**ACTIVITY:**
Repeat the lines below exactly as written, please, from the line with "Target: park area" to the line with "Target: clear blue sky", both lines included, and no others.

'''

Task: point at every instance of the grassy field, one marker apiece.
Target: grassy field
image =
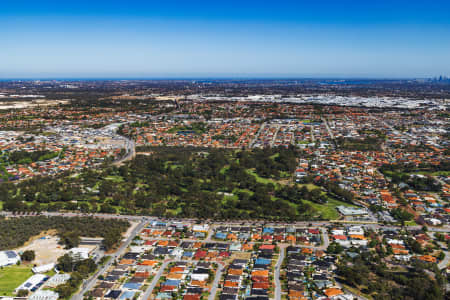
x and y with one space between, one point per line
328 210
259 178
13 276
309 186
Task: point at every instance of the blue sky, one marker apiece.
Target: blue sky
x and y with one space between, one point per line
42 39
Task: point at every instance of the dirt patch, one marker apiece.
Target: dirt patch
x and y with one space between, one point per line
46 248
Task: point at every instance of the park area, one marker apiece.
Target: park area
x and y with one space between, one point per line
13 276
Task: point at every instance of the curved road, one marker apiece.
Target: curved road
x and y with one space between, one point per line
277 272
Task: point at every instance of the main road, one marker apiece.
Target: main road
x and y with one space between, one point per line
89 283
277 272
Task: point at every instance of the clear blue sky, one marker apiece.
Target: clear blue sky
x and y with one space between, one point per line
224 38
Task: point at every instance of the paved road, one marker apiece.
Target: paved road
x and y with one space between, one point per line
277 272
213 292
130 154
252 143
89 284
373 225
445 262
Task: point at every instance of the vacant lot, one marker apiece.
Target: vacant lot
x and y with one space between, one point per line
13 276
46 248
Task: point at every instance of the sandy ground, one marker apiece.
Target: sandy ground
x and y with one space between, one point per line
30 103
46 249
130 229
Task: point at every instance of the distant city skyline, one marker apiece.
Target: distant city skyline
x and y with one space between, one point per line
232 39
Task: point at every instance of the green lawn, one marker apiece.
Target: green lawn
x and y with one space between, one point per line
259 178
114 178
328 210
13 276
309 186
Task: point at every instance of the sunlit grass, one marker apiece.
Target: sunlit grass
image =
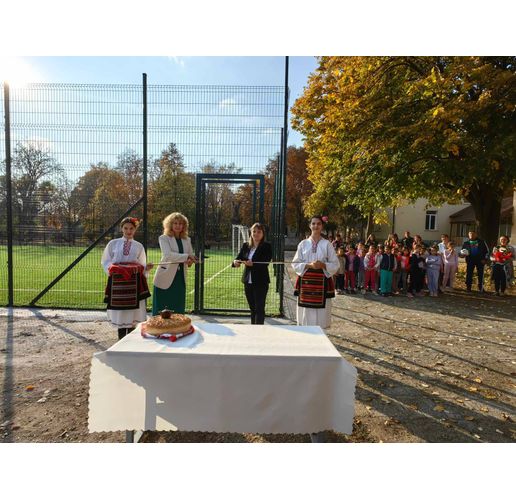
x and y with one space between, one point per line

'''

**EXERCISE SOLUTION:**
Target: park area
x and y with one space between, one point per line
13 276
Task: point at every instance of the curved road, one marker apiece.
Target: curved road
x and y with one space between, one point per line
277 272
Task: point at every instance of the main road, one marker apiece.
Target: main road
x and y with one space between, one point per line
89 283
277 272
Task: point at every instance of the clear blue sky, one marker apiece.
Target: clear blue sky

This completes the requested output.